- [Extract to read]
════
Very useful information to know. I wonder if focus on the musical material with analyses etc. is a subterfuge for lack of on-the-ground research about the composer??


----------



## Guest (Dec 21, 2021)

mbhaub said:


> You know what's really sad when I think about it? The last composers who are important enough, well-known, and likely to have biographies written are already gone. Same with conductors. Heck, there still isn't a bio of Ormandy even after all his fame and accomplishments. There's no bio of Leroy Anderson one of the most successful and popular composers of the 20th c. Is there a composer out there that someone will write a bio for in 100 years? Probably John Williams, but who else?


I'd like to see a biography of the conductor Klaus Tennstedt who had such an individual personality and interesting life. He defected from the old East Germany and was plagued by insecurities much of his lifetime. He drew the great admiration of audiences and especially in London where he regular conducted the London Philharmonic. These musicians were very fond of Tennstedt and he was one of the very few conductors admired by Carlos Kleiber (speak of which, where's his biography in English?). Tennstedt was in the fire service in Dresden and after the fire-bombing of that city he had to pull charred corpses out of the rubble at the tender age of 19!! It seemed to make him jittery his whole life.


----------



## ObsoleteUtopia (Nov 8, 2020)

I enjoyed an older (1978) biography of Mahler by Egon Gartenburg, an author I never heard of before or since. I got a sense of Mahler as a person, and it felt realistic because nobody in the narrative was either a saint or a monster. There was very little musical analysis, but I did get a strange sense of how his sprawling symphonies obliquely reflected his driven, ambitious, and very self-critical (mixed with a healthy ego) personality.

Swafford's bio of Ives was very interesting, partly because I'm an old Yankee myself and even though Connecticut has changed drastically since he was growing up there, traces of that culture remain and can be recognized in his music. Ives himself was tough to get to know, but that's kind of a Yankee thing too.



mbhaub said:


> Is there a composer out there that someone will write a bio for in 100 years? Probably John Williams, but who else?


Maybe Philip Glass, maybe somebody like Meredith Monk who's a sort of cultural icon in some circles. John Cage, if there isn't one already. Who else can you think of who is (a) musically significant, (b) influential in some way, and/or (c) interesting enough, having a wide enough circle of friends, acquaintances, and bitter enemies, and/or with a long and indiscreet diary, to leave a trail that a competent biographer can make come alive? (God, that's a terrible sentence, but a reasonable question might lurk somewhere.)


----------



## Michael122 (Sep 16, 2021)
════
Collection entries:
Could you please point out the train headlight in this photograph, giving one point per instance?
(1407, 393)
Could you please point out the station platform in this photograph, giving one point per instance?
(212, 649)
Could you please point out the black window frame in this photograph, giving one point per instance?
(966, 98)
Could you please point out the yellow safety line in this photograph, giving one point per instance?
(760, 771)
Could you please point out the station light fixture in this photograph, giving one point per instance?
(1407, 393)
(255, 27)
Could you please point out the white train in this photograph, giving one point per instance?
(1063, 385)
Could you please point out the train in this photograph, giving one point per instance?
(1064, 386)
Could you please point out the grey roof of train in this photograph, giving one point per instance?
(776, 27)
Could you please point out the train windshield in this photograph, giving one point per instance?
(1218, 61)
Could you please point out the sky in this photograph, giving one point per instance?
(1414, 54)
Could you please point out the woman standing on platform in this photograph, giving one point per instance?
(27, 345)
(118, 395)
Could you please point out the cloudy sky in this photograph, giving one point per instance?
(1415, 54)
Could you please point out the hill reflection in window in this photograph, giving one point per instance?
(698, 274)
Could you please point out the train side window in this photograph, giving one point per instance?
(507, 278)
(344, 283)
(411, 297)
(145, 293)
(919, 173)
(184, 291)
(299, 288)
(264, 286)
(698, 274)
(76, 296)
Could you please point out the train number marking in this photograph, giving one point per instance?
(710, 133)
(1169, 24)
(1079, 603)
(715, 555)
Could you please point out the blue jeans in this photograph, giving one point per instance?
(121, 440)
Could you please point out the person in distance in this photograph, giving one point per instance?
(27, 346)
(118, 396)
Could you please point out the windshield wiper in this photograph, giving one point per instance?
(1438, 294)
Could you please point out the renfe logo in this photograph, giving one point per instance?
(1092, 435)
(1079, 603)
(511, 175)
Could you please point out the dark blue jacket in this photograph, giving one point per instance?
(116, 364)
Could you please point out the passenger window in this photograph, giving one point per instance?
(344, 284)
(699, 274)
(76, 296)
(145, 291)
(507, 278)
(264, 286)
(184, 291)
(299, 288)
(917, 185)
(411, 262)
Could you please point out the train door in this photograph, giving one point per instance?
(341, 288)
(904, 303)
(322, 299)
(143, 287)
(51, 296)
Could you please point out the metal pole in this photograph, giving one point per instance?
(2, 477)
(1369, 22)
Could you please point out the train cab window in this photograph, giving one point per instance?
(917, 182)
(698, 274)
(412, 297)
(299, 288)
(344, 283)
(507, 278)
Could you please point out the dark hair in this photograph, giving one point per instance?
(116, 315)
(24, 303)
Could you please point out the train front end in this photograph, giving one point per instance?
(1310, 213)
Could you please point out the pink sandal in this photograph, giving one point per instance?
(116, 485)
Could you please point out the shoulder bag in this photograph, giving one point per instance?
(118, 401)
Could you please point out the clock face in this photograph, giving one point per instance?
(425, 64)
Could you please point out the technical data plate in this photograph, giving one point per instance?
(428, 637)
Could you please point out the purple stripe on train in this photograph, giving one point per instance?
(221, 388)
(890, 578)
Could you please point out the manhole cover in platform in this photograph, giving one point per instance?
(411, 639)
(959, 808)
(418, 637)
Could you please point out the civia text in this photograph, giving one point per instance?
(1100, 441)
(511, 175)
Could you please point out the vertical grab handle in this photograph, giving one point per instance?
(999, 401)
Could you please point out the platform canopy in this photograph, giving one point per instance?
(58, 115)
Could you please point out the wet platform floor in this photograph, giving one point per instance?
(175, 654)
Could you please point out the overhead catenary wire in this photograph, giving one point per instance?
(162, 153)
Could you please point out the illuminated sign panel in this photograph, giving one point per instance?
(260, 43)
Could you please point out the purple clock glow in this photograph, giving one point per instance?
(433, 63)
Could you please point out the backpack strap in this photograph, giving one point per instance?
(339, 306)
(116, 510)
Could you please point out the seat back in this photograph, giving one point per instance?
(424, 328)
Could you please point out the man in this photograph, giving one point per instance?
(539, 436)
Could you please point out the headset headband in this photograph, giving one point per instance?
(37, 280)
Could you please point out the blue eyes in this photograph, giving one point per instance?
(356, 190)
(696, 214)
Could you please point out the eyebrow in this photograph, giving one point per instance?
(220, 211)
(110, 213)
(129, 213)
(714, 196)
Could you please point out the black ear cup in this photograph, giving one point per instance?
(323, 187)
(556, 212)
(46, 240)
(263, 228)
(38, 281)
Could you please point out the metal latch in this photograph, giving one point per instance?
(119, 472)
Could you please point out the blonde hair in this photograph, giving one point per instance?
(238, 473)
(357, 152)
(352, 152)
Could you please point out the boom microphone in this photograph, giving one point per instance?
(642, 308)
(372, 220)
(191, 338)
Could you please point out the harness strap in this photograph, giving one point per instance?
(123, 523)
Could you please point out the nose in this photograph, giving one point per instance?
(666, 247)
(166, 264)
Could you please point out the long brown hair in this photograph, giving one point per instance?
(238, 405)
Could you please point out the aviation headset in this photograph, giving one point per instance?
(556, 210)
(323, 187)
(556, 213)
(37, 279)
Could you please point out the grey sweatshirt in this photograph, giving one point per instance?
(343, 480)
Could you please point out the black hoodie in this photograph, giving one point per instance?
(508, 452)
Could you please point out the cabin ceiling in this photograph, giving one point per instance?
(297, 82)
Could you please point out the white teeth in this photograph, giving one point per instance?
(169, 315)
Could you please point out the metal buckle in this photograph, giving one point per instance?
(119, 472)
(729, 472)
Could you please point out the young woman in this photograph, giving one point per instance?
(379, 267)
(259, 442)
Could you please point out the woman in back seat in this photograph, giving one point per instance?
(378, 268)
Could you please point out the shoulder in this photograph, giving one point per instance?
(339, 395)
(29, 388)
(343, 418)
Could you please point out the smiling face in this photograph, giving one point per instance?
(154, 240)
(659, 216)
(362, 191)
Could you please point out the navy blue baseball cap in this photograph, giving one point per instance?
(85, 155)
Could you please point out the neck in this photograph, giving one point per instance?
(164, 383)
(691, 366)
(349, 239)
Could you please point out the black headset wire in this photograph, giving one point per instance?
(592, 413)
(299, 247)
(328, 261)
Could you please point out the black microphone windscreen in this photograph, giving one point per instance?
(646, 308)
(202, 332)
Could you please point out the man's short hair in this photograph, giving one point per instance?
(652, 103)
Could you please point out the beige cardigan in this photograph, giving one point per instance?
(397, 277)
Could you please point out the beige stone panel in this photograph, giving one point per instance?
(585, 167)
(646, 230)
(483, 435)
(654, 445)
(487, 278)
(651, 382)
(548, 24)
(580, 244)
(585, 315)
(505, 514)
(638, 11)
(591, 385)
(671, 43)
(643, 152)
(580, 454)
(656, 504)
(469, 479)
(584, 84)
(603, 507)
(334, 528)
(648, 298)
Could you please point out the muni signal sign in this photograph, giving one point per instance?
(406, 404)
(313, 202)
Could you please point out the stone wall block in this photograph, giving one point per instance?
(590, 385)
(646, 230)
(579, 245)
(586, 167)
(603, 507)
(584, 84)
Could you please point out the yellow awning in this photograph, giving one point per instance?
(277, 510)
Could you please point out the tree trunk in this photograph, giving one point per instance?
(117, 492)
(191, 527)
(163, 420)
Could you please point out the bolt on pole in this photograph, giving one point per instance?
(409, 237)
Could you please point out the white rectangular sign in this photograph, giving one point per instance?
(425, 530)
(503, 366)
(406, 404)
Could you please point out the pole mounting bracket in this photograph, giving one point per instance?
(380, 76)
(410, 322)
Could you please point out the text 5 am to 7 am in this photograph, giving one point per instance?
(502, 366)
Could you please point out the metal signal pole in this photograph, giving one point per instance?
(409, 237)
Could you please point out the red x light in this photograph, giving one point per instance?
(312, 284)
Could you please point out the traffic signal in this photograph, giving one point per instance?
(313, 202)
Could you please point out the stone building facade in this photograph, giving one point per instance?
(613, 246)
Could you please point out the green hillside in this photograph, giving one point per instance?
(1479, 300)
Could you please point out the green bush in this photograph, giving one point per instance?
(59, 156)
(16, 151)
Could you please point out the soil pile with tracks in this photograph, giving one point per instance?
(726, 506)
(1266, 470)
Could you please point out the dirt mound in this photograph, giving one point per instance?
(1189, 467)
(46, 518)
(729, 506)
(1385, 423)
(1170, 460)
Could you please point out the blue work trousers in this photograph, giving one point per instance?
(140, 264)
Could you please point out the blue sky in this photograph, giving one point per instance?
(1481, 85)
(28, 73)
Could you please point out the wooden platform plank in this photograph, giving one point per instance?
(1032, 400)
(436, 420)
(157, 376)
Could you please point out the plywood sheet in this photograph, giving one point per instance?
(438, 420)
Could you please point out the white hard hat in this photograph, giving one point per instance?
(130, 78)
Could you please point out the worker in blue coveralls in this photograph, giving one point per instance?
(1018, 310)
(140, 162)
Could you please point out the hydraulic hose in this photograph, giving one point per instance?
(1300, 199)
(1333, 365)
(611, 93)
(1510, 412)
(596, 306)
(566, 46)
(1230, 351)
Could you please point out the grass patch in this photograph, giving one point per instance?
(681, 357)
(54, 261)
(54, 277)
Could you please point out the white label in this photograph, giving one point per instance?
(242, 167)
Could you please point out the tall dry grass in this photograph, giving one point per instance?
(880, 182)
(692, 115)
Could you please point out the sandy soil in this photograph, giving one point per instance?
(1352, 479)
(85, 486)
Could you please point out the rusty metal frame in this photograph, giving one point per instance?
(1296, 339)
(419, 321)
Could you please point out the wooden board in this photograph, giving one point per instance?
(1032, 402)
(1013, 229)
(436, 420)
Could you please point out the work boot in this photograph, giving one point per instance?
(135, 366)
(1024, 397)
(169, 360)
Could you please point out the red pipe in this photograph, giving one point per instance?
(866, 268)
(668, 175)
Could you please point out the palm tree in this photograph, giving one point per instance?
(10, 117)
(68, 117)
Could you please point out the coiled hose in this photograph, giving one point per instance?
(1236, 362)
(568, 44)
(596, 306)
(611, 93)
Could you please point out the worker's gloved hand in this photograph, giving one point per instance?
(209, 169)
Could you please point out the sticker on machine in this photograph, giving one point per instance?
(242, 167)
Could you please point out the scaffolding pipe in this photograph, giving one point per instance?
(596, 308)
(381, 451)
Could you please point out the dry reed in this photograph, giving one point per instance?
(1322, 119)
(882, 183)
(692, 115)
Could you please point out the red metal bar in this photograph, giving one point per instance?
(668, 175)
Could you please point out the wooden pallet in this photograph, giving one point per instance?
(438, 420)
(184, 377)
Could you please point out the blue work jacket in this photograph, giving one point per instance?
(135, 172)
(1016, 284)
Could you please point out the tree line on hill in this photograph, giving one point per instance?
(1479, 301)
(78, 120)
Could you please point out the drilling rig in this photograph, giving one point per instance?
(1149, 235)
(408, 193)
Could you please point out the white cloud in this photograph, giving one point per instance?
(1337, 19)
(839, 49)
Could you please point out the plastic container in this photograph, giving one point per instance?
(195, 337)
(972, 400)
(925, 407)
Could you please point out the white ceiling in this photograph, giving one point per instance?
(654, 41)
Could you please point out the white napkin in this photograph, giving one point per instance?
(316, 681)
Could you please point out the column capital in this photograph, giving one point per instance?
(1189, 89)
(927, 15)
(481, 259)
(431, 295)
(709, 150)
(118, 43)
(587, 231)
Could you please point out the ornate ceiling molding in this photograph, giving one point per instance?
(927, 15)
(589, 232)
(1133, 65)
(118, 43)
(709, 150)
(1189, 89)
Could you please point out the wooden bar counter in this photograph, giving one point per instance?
════
- [What to produce]
List every conductor named in the forum thread about musical biographies.

- [Response]
Ormandy, Klaus Tennstedt, Carlos Kleiber